__Task details__. An exact transcription of every record below is required, with the pictures left out.
[Information Boundary: Start]
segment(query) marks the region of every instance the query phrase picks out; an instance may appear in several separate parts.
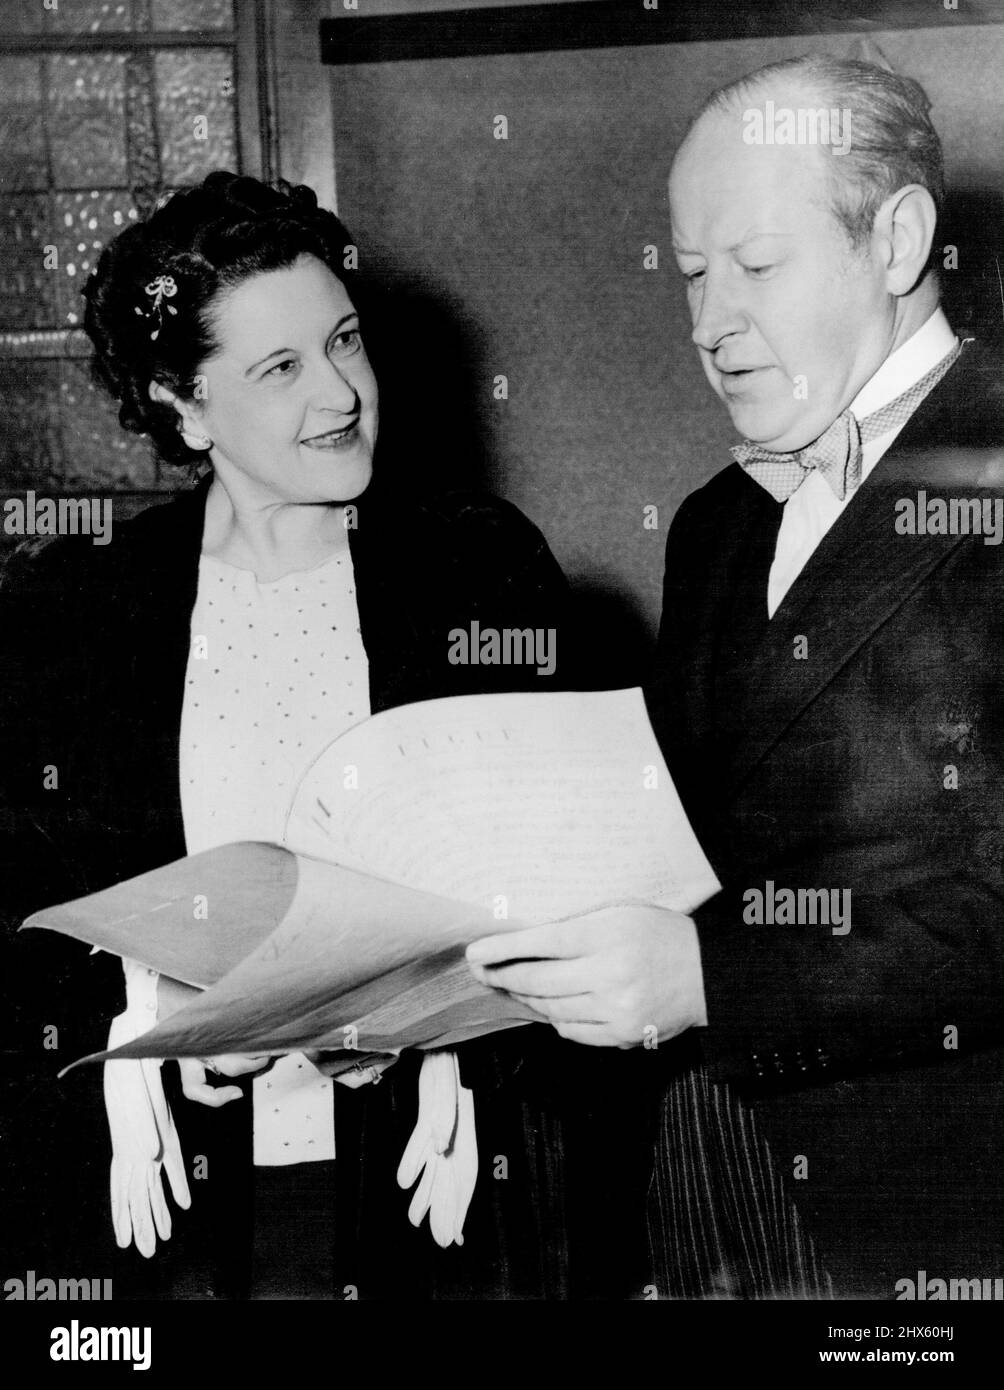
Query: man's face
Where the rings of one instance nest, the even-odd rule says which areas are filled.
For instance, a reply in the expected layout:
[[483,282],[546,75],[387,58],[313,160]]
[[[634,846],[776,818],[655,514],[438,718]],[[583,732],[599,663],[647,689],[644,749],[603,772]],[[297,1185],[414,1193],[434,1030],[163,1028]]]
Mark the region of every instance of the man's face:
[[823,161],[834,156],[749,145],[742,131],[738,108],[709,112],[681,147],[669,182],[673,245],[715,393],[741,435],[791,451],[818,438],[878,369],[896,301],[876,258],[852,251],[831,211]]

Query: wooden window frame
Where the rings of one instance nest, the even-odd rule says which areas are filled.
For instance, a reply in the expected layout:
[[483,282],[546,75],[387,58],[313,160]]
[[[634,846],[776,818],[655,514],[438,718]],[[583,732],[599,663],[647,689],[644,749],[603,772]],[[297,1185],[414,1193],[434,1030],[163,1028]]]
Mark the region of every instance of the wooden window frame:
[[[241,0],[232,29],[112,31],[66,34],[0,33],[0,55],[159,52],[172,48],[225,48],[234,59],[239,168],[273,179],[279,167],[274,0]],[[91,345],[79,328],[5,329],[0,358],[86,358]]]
[Information Boundary: End]
__Solution__.
segment(query) marks the region of every instance the query phrase picks out; an instance may appear in several separate parts.
Query: man's face
Where the rings of one instance nest, the even-odd rule says which areas are filled.
For instance, a reply in the expected layout:
[[483,282],[546,75],[387,58],[313,160]]
[[[634,846],[776,818],[655,514],[438,718]],[[583,732],[599,663],[647,689],[644,749],[603,772]],[[297,1185],[414,1193],[434,1030],[163,1028]]]
Mark the region of every instance of the man's face:
[[823,161],[834,156],[749,145],[742,131],[738,108],[709,112],[681,147],[669,182],[673,245],[715,393],[741,435],[791,451],[818,438],[878,369],[896,301],[876,258],[852,251],[831,211]]

Query: wooden window frame
Where the rings of one instance nest, the even-odd rule says which areas are filled.
For instance, a reply in the expected layout:
[[483,282],[546,75],[387,58],[313,160]]
[[[634,846],[776,818],[655,514],[438,718]],[[583,732],[599,663],[647,689],[644,749],[603,772]],[[297,1185],[414,1193],[434,1030],[163,1028]]]
Mark the region of every instance of the wooden window frame:
[[[241,0],[232,29],[112,31],[66,34],[0,33],[0,55],[159,52],[172,48],[225,48],[234,59],[239,168],[273,179],[279,167],[274,0]],[[91,345],[79,328],[5,329],[0,358],[86,358]]]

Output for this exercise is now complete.